TO DO:
Reproduce the parallel bars text verbatim, everything from "Parallel bars are floor" down to "for each gymnast.".

TEXT SHOWN:
————————

Parallel bars are floor apparatus consisting of two wooden bars approximately 350 cm long and positioned at 200 cm above the floor. Parallel bars are used in artistic gymnastics and also for physical therapy and home exercise. Gymnasts may optionally wear grips when performing a routine on the parallel bars, although this is uncommon.

== Apparatus ==
The apparatus consists of two parallel bars that are held parallel to, and elevated above, the floor by a metal supporting framework. The bars must be elastic and stable, and the surface of the bars must be made of wood or a similar material. Modern bars are typically made of two ash rails reinforced inside with fiberglass. The vertical members of the supporting framework are adjustable so the height of the bars above the floor and distance between the bars can be set optimally for each gymnast.

=== Dimensions ===
The bars must have the following dimensions:
- Bar length: 350 cm ± 1 cm
- Bar rounded profile: 5 cm ± 1 mm vertical by 4 cm ± 1 mm horizontal
- Height of bar from floor: 200 cm ± 1 cm
- Distance between bars: 42 to 52 cm (adjustable)

==History==
Johann Christoph Friedrich GutsMuths created an apparatus with bars and beams, though the first edition of his book, Gymnastics for the Youth (Gymnastik für die Jugend), published in 1793, did not include drawings of parallel bars. A later edition published in 1847 did. Another early German gymnast named Friedrich Ludwig Jahn is considered to be the inventor of the parallel bars. He created the first known set of parallel bars, based on the vaulting horse with extended handles and no body between them, and installed them in his open-air gymnastics exercise ground, which opened in Berlin in 1811. At the time, they were meant to strengthen the arms for exercises on the vaulting horse, then a substitute for exercises on a real horse.

————————

RECORD EXCERPTS:

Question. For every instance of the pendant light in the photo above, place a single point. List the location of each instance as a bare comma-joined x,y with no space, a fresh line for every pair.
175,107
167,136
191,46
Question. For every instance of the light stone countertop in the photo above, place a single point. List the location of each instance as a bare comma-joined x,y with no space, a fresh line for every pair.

————————

RESULT OF THIS EXERCISE:
Parallel bars are floor apparatus consisting of two wooden bars approximately 350 cm long and positioned at 200 cm above the floor. Parallel bars are used in artistic gymnastics and also for physical therapy and home exercise. Gymnasts may optionally wear grips when performing a routine on the parallel bars, although this is uncommon.

== Apparatus ==
The apparatus consists of two parallel bars that are held parallel to, and elevated above, the floor by a metal supporting framework. The bars must be elastic and stable, and the surface of the bars must be made of wood or a similar material. Modern bars are typically made of two ash rails reinforced inside with fiberglass. The vertical members of the supporting framework are adjustable so the height of the bars above the floor and distance between the bars can be set optimally for each gymnast.